**DATA SUPPLIED:**
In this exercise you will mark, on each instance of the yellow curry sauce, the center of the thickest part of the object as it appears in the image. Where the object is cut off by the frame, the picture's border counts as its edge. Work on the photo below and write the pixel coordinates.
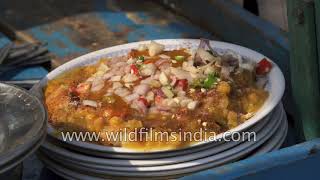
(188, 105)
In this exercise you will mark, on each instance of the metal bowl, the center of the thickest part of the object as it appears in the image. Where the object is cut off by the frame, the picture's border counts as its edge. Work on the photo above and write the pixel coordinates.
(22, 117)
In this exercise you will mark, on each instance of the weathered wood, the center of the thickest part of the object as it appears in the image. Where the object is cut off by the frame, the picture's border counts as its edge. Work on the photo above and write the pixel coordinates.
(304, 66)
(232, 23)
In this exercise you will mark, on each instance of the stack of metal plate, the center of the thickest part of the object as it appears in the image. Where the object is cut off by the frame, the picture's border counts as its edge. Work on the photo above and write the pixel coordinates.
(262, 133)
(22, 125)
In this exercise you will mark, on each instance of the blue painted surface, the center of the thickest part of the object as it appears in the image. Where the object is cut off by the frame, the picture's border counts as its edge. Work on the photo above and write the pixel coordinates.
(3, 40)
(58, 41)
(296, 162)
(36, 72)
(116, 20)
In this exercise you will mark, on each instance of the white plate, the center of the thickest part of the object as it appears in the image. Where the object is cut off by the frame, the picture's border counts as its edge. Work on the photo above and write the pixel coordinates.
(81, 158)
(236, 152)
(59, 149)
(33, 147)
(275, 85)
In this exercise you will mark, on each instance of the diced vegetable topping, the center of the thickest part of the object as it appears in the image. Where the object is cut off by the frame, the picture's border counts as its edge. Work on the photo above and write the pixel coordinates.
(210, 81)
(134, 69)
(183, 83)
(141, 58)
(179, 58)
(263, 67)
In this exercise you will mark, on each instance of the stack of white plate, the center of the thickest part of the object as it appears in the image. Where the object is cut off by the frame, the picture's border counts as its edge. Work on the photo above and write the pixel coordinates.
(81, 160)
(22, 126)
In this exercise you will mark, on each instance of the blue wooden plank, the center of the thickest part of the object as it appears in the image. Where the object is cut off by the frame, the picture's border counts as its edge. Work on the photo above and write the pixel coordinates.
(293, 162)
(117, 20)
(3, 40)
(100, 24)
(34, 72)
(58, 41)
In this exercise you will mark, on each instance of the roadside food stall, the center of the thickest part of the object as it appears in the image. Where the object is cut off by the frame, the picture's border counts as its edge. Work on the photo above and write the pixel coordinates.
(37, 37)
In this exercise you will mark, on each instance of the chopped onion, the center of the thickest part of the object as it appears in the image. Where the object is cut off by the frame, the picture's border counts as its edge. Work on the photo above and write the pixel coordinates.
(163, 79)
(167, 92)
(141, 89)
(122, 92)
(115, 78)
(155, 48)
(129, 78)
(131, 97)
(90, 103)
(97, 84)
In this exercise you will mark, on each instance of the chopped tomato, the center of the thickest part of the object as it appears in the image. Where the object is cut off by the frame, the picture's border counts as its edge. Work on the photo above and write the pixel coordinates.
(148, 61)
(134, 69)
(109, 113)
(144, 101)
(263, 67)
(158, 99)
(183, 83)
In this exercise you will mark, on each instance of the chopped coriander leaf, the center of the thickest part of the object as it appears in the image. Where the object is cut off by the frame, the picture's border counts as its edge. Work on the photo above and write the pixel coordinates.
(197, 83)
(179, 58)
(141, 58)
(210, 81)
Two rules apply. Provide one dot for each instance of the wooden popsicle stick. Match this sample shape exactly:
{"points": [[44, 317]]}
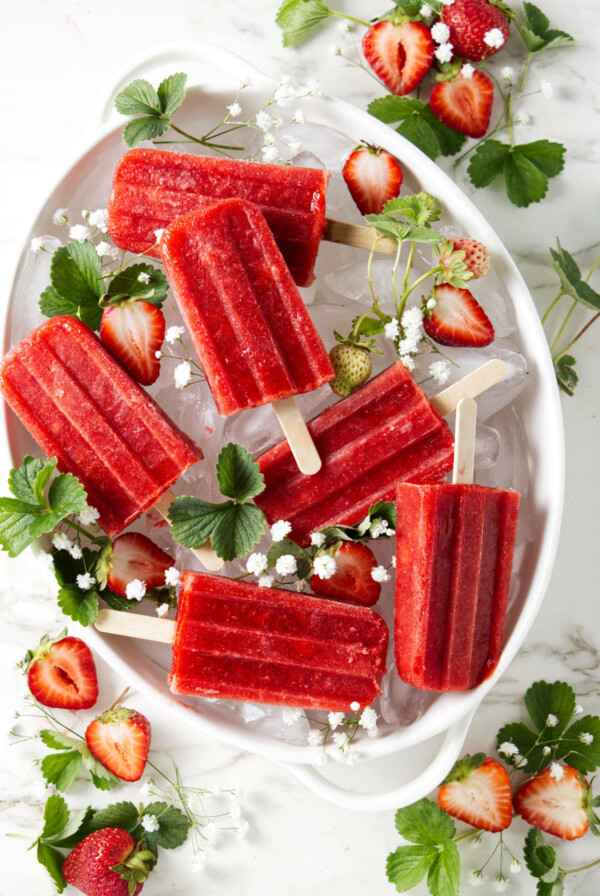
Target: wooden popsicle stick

**DESCRIPTION OF THE TASK:** Before printing anything, remove the pictures; then print all the records exactly.

**RESULT OF THE TASK:**
In this exercise you will mark, on each instance of the yellow curry sauce, the center of the thickest part of the object as it appears in the image. Where the object is cut off by the frame, the picture's border counts as its edge. Work on the photo below and write the pixel coordinates.
(188, 105)
In this exercise you will mark, on each instance of the metal bowl, the center of the thickest part of the object as it appears in the image. Where the object is cut off by the frame, the picture's border counts as its edge. Work on the photo above and write the pixel coordinates.
(22, 117)
In this exercise you will mark, on each instance of the weathered wood, the center of the thickest part of the object as it appears in the image. Where the object is cut off by the frame, the picture's border counts as its edge. Work on the photo above and write the pixel coordinates.
(304, 66)
(232, 23)
In this exercise you will mark, on each instance of the stack of metal plate, the center of the thickest part of the object as it appears in the image. Where the object is cut off by the frame, the picture's border counts as its edge. Work on the photo above and write the pixel coordinates.
(262, 133)
(22, 125)
In this exercise you will mark, on each instance of the blue painted surface, the center of the thickest part of the object as it appears in the image. Where the object is cut off by the frame, the picture's border counts as its edge. Work on the photo above and write the pixel coordinates.
(3, 40)
(58, 41)
(296, 162)
(36, 72)
(116, 20)
In this exercise you will mark, on each instance of the white plate, the center of the thickest part of the object as it appears in the image. Where the object is cut off by the frame, the picture's border counts as its edge. Work on the photo above and write the pixel coordinates.
(81, 158)
(236, 152)
(59, 149)
(33, 147)
(275, 85)
In this exercise you will mark, on each instance of the diced vegetable topping, the center of the thickest part of the object as it appears in the image. Where the object is cut off by the frame, the picture's border counts as its edge. Work on the photo above and write the pixel coordinates.
(210, 81)
(134, 69)
(183, 83)
(141, 58)
(179, 58)
(263, 67)
In this exercise you will mark, on each instance of the stack of white plate, the center of the thickest part of the object as it appears in the image. Where the object is cut off by the frame, the picture's border counts as its edge. Work on the photo above and write the pixel coordinates.
(81, 160)
(22, 126)
In this exercise you will mark, on each instance of the blue wooden plank, the center of the thickest part of the object as it appears in the image. Where the object is cut off by the frame, the picture's border counts as its edge. Work on the photo above and write the pixel coordinates.
(293, 162)
(117, 20)
(3, 40)
(100, 24)
(34, 72)
(58, 41)
In this exercise you will mark, on each instance of the roadside food stall, the center of the thickest part of the object as it appears in the image. Where the object is cut off by the frame, the picture's border counts as its edge. Work on the photo above and write the pixel coordinates.
(37, 37)
In this exercise you will mark, on each instance of the chopped onion, the center of the thickest part of the object as it appears in the image. Where the object is cut off by the frame, the picture's border counts as its edge. Work on the photo above and write the pixel coordinates.
(163, 79)
(167, 92)
(141, 89)
(122, 92)
(115, 78)
(155, 48)
(129, 78)
(131, 97)
(90, 103)
(97, 84)
In this exercise you will mark, on each instance of the chopped tomato, the center of the thickest part of the object as it appears in the image. Where the object is cut off by the frame, the picture's border counts as its edge. Work on the photo above and write the pixel coordinates.
(148, 61)
(134, 69)
(109, 113)
(144, 101)
(263, 67)
(158, 99)
(183, 83)
In this exercise you will mark, on each instance of the chopped coriander leaf, the center of the thickest part of the object as it appears in the image. Where the object is cut off by the frame, the picture's border counts as its edge. Work on the photo above and write the pixel coordinates.
(197, 83)
(179, 58)
(141, 58)
(210, 81)
Two rules apply. Provide one dot for each instance of the wooden popsicle stick. Match this sample shape exactly:
{"points": [[44, 317]]}
Target: wooden popsicle stick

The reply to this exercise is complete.